(QUOTED TEXT)
####

Re: Odontonema strictum or Firespike


This has been grown for many years in coastal New South Wales and shows no sign of becoming a weed (at least in my area, around Sydney, though sometimes it persists on former garden sites, or where garden rubbish was dumped) -- but then we lack its hummingbird pollinators. All the same, I would have thought that trees and shrubs that are weed threats in Miami/Dade County are unlikely to be so in southern California, because of the vastly different climate and soils.
 
What has been known as O. strictum here is a shrub usually no more than about 6 ft high, forming a thicket of stems that may in time expand to 8 ft or more across, though it's not what I would call invasive. The flowers are a brilliant deep scarlet. But there is something of a taxonomic tangle. One Central American flora in the 70s lumped O. strictum under O. callistachyum. But more recent flora writers lump it under O. tubaeforme, while recognising O. callistachyum as a different species. See Missouri Botanical Garden's database at http://mobot.mobot.org/cgi-bin/search_vast for the technical details. So I'm not sure what is the current status of the plant I know, but I suspect that the species in its broad sense is rather variable and the one I am familiar with represents just one clone among many.

####

Bounding box data excerpts:
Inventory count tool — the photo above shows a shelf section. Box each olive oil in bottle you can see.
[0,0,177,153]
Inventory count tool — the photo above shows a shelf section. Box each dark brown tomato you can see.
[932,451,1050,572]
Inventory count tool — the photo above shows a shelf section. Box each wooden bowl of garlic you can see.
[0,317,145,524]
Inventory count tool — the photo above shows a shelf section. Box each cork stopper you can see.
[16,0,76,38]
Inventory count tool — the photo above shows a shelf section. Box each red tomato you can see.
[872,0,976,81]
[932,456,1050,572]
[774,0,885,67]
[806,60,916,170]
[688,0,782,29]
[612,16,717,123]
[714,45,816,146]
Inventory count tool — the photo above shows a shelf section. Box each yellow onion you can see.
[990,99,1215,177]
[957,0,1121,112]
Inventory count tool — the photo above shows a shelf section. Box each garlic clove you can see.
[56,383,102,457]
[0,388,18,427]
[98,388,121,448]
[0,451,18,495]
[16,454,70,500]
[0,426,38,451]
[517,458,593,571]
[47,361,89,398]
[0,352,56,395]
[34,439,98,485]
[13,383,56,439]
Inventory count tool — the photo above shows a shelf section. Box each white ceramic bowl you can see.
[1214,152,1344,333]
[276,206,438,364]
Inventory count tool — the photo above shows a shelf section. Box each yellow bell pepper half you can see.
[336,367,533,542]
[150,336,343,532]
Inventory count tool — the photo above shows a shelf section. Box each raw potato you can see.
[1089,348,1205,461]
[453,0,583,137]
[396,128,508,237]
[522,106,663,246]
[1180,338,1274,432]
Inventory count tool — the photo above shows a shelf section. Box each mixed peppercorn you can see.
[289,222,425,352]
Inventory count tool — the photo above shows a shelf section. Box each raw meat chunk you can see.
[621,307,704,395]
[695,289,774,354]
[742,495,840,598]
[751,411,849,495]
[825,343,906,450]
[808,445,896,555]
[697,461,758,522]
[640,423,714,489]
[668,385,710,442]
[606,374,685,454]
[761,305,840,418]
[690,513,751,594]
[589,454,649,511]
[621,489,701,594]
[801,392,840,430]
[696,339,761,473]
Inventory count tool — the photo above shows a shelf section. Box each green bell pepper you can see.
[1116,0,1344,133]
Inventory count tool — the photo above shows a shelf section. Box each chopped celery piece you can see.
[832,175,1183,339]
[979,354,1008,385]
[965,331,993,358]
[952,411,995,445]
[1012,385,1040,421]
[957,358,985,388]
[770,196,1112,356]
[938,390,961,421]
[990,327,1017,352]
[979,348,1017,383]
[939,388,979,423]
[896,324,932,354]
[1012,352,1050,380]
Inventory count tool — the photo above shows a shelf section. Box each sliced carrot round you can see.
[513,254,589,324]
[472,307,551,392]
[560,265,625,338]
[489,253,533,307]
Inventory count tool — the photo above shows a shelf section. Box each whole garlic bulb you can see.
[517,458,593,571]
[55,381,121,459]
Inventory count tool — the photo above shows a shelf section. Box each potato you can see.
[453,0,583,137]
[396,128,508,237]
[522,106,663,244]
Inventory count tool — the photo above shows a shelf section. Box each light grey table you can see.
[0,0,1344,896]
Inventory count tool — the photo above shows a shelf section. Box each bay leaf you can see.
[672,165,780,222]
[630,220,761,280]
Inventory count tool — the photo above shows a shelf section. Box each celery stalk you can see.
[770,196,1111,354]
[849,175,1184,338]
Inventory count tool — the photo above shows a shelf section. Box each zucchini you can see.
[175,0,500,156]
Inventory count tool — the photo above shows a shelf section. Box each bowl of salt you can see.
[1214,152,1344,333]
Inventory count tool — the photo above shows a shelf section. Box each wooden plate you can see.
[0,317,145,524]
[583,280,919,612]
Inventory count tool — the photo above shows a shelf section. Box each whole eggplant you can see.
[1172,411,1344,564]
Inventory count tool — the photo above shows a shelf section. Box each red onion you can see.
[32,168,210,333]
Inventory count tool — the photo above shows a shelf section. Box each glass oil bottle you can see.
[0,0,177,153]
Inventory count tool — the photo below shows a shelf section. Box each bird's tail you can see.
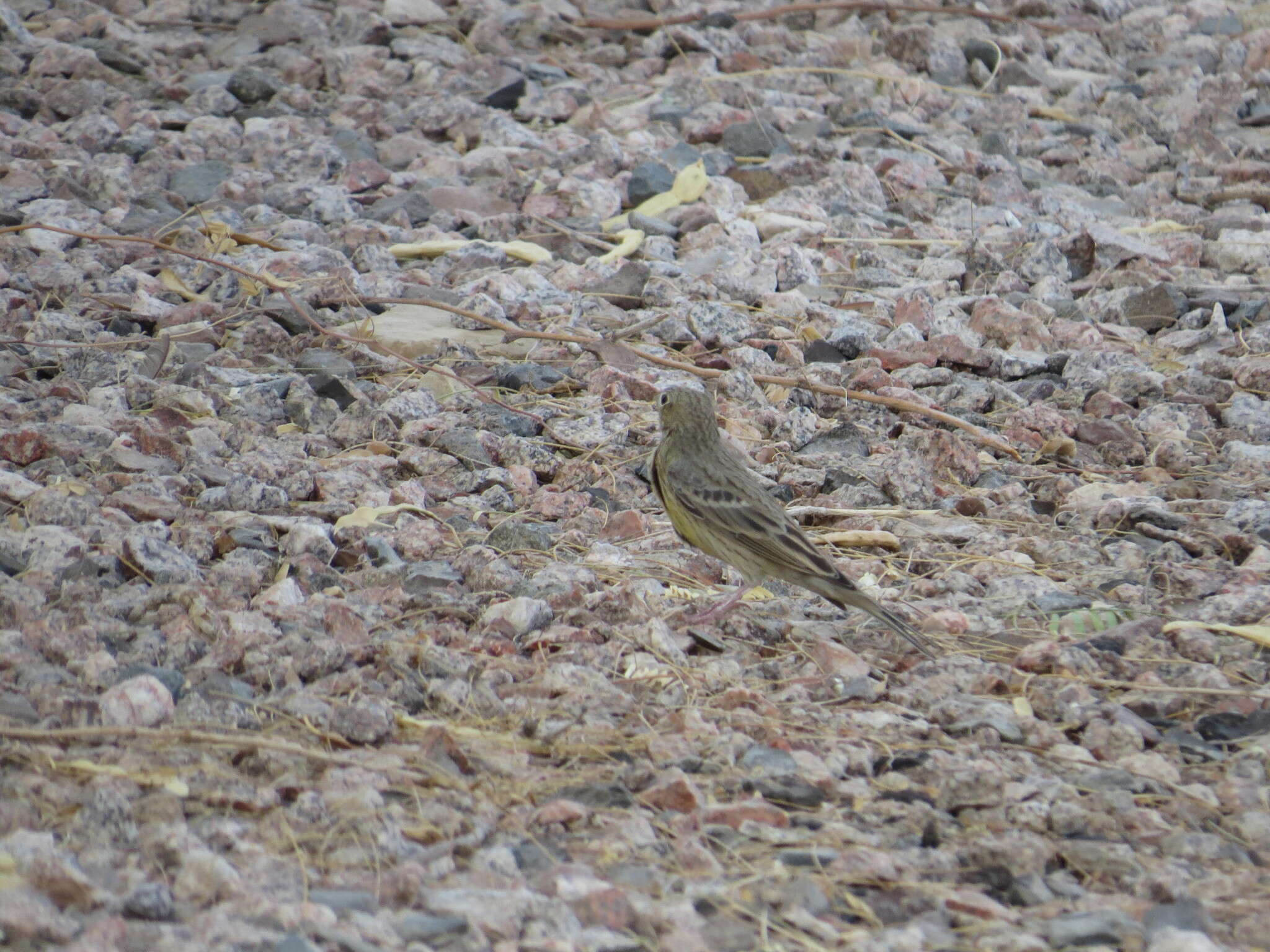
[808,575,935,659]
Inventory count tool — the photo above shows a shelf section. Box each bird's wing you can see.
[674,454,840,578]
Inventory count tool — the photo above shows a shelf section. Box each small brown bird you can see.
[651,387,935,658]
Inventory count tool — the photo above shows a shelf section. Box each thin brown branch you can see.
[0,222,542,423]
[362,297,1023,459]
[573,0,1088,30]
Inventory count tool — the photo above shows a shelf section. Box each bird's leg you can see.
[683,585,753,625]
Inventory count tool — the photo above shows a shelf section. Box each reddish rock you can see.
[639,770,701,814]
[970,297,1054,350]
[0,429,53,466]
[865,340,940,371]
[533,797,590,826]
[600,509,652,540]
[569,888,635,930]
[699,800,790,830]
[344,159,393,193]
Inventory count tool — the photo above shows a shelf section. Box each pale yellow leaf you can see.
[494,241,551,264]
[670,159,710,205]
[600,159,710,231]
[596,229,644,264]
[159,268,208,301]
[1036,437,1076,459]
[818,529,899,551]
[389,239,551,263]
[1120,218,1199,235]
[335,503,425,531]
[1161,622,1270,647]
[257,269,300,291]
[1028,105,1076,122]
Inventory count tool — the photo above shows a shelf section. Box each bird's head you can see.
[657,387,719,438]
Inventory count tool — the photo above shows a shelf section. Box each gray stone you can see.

####

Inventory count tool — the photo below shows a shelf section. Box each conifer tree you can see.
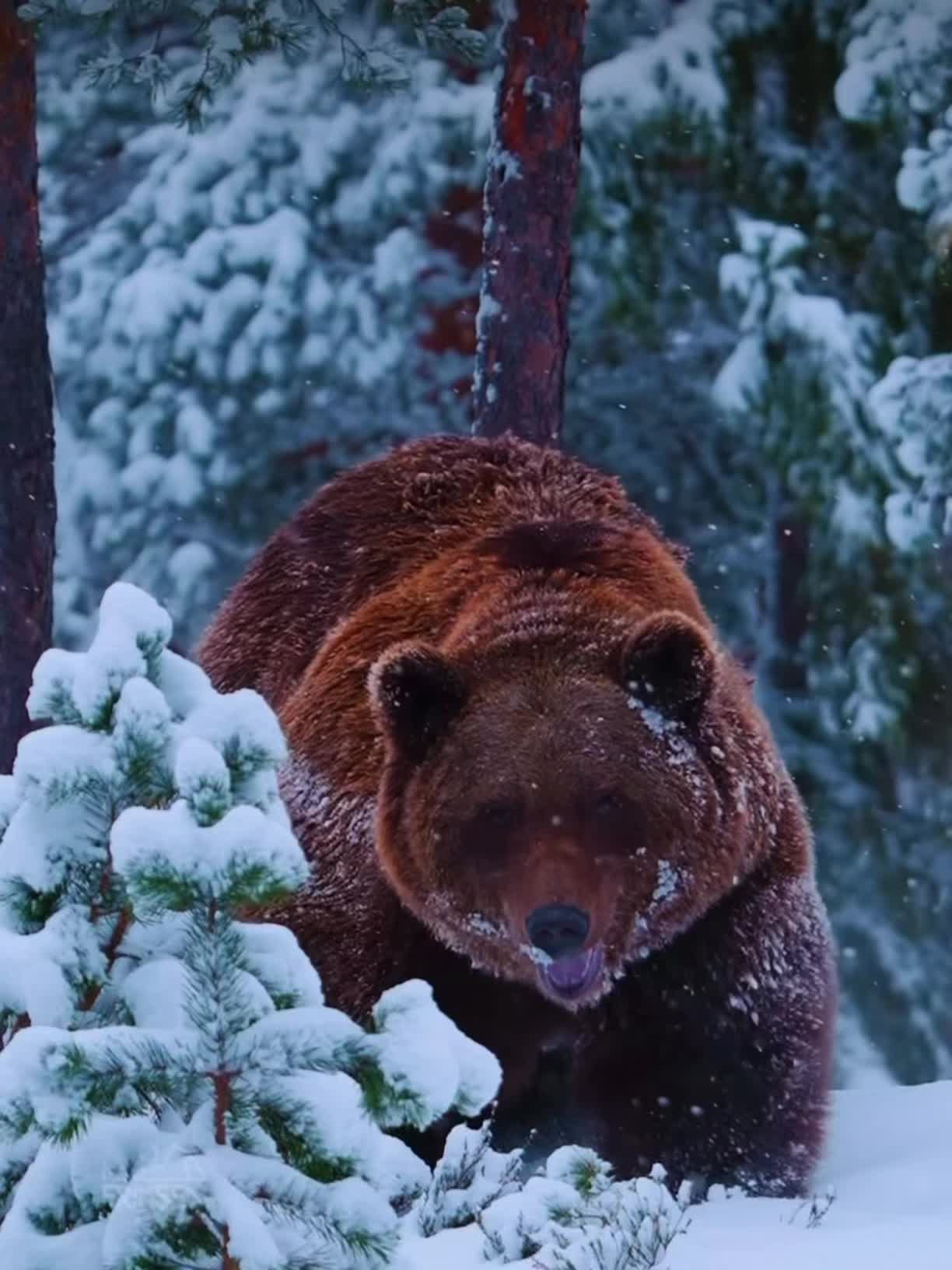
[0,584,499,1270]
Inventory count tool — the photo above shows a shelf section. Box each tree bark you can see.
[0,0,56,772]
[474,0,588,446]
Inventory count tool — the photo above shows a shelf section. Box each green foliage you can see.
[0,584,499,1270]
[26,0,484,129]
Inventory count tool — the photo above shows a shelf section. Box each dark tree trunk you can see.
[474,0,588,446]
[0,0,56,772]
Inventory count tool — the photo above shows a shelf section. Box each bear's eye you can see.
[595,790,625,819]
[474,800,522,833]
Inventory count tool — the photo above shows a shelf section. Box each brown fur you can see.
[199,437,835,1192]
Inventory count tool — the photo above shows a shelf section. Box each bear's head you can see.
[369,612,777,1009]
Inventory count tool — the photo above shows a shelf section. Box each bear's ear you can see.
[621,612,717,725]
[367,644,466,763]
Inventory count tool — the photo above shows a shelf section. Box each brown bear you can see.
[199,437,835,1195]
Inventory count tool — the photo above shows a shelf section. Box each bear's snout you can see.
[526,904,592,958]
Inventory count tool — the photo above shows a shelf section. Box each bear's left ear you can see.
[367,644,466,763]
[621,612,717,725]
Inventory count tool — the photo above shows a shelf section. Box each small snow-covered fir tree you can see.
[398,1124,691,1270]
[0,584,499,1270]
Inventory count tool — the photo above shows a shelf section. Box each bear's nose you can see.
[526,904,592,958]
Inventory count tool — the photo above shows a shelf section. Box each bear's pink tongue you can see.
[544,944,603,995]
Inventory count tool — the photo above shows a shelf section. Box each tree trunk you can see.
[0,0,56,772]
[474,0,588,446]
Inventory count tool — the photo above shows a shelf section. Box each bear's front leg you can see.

####

(SHORT EXERCISE) Please translate this sentence from the Firespike post into Spanish: "The flowers are a brilliant deep scarlet."

(TASK RESPONSE) Las flores son de un escarlata profundo y brillante.